Your goal — Here are some entries; quote each one exactly.

(Entries taken from a collection)
========

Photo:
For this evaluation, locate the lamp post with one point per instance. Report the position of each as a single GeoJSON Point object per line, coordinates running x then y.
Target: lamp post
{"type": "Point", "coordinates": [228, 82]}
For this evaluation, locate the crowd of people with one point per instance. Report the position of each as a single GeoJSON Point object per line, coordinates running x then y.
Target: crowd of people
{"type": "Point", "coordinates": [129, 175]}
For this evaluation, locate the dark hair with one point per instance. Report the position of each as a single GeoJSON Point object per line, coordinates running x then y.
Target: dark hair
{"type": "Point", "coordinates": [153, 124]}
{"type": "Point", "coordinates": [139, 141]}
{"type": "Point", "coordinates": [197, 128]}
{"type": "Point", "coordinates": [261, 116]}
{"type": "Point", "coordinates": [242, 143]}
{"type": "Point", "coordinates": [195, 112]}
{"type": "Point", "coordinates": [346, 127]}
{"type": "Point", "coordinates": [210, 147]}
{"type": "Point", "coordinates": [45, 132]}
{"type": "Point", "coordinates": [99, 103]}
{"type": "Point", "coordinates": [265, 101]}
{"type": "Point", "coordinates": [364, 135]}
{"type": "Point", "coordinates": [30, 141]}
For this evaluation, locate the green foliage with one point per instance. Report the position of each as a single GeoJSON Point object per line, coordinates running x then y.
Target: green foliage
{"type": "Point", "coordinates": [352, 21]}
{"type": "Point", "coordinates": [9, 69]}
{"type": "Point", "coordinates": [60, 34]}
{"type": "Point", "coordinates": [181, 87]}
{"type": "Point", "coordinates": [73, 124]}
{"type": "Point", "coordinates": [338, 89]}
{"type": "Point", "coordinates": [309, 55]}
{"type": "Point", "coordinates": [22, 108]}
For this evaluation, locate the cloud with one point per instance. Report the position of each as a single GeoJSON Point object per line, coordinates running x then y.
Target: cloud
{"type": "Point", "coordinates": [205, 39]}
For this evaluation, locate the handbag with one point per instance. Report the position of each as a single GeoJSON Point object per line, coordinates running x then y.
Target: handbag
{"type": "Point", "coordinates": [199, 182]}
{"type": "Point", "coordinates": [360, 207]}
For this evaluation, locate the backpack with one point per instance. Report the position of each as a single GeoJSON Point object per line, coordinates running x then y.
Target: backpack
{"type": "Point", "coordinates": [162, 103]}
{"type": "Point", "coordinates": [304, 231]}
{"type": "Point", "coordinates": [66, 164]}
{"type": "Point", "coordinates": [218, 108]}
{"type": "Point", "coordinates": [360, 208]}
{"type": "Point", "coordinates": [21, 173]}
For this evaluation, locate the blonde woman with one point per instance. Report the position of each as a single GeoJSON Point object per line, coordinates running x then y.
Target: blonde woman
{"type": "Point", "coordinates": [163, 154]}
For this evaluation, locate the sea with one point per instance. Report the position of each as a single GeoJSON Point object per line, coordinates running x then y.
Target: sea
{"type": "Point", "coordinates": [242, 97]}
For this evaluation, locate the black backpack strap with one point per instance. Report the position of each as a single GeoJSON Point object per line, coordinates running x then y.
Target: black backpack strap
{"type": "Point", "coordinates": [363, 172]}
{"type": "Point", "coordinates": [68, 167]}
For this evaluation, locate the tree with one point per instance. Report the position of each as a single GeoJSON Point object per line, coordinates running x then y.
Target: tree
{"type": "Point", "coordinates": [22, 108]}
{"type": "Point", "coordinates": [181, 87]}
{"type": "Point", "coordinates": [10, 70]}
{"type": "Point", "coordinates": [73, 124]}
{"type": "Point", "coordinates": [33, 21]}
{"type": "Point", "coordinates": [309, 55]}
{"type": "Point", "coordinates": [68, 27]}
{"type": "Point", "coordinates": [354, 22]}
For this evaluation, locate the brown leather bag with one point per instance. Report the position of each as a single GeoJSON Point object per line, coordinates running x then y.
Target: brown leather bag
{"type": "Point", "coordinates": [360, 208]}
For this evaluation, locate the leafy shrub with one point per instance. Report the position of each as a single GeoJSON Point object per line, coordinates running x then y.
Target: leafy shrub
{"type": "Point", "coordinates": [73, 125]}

========

Correct output —
Photo:
For this evaluation, locate the lamp post with one point per instance. Report the position of each as a single GeoJSON Point object per line, coordinates running x then y.
Target: lamp post
{"type": "Point", "coordinates": [228, 82]}
For this evaluation, locate the crowd of people with one point per instance. Report the position of each as a single GeoJSON Point object per line, coordinates running x then y.
Target: crowd of people
{"type": "Point", "coordinates": [129, 175]}
For this evaluation, locate the dark hair with one point per instance. Report the position of each as a single GeoJSON Point object per line, coordinates running x then y.
Target: dark hair
{"type": "Point", "coordinates": [153, 124]}
{"type": "Point", "coordinates": [139, 141]}
{"type": "Point", "coordinates": [197, 128]}
{"type": "Point", "coordinates": [261, 116]}
{"type": "Point", "coordinates": [242, 143]}
{"type": "Point", "coordinates": [195, 112]}
{"type": "Point", "coordinates": [346, 127]}
{"type": "Point", "coordinates": [210, 147]}
{"type": "Point", "coordinates": [45, 132]}
{"type": "Point", "coordinates": [99, 103]}
{"type": "Point", "coordinates": [265, 101]}
{"type": "Point", "coordinates": [364, 135]}
{"type": "Point", "coordinates": [30, 141]}
For this evaluation, locate the green foliage with one point per instance. Report the position of each as a single GeoJSON Point object per line, coordinates running x then y.
Target: green foliage
{"type": "Point", "coordinates": [352, 21]}
{"type": "Point", "coordinates": [9, 69]}
{"type": "Point", "coordinates": [60, 34]}
{"type": "Point", "coordinates": [181, 87]}
{"type": "Point", "coordinates": [73, 124]}
{"type": "Point", "coordinates": [338, 89]}
{"type": "Point", "coordinates": [309, 55]}
{"type": "Point", "coordinates": [22, 108]}
For this evaluation, locate the cloud with one point per instance. Report the position of each as a single GeoJSON Point object per line, coordinates running x then y.
Target: cloud
{"type": "Point", "coordinates": [205, 39]}
For this evaluation, locate the handbag with one point per instance. Report the position of each as a single GeoJSON Point object per line, coordinates running x then y.
Target: handbag
{"type": "Point", "coordinates": [199, 182]}
{"type": "Point", "coordinates": [360, 207]}
For this evaluation, locate the backpack with one point per instance. Report the position of each as a single GeoJSON Point object per line, coordinates running x then y.
Target: backpack
{"type": "Point", "coordinates": [162, 103]}
{"type": "Point", "coordinates": [304, 231]}
{"type": "Point", "coordinates": [66, 164]}
{"type": "Point", "coordinates": [218, 108]}
{"type": "Point", "coordinates": [360, 208]}
{"type": "Point", "coordinates": [21, 173]}
For this evaluation, locate the blonde woman with one point per instance. Report the position of each as a single GeoJSON Point object per line, coordinates running x then y.
Target: blonde woman
{"type": "Point", "coordinates": [163, 154]}
For this evaluation, locate the sea with one point per instance. Report the position of each as a single GeoJSON Point object per line, coordinates running x then y.
Target: sea
{"type": "Point", "coordinates": [242, 97]}
For this evaluation, locate the black backpack strap with one point per instance. Report the position of each as a single GeoJSON Point object per line, coordinates running x then y.
Target: black backpack strap
{"type": "Point", "coordinates": [363, 172]}
{"type": "Point", "coordinates": [68, 167]}
For this evaluation, locate the tree with one point per instance. Report the position of each as a single GeoJSON Point object per line, coordinates running x then y.
Target: tree
{"type": "Point", "coordinates": [22, 108]}
{"type": "Point", "coordinates": [181, 87]}
{"type": "Point", "coordinates": [10, 70]}
{"type": "Point", "coordinates": [73, 124]}
{"type": "Point", "coordinates": [33, 21]}
{"type": "Point", "coordinates": [309, 55]}
{"type": "Point", "coordinates": [68, 27]}
{"type": "Point", "coordinates": [354, 22]}
For this evaluation, locate the brown leather bag with one point per instance. Report the position of each as a single GeoJSON Point object per line, coordinates running x then y.
Target: brown leather bag
{"type": "Point", "coordinates": [360, 208]}
For this evaluation, locate the leafy shrub with one point per instance. Report the position of each as a single GeoJSON Point object per line, coordinates running x then y.
Target: leafy shrub
{"type": "Point", "coordinates": [73, 125]}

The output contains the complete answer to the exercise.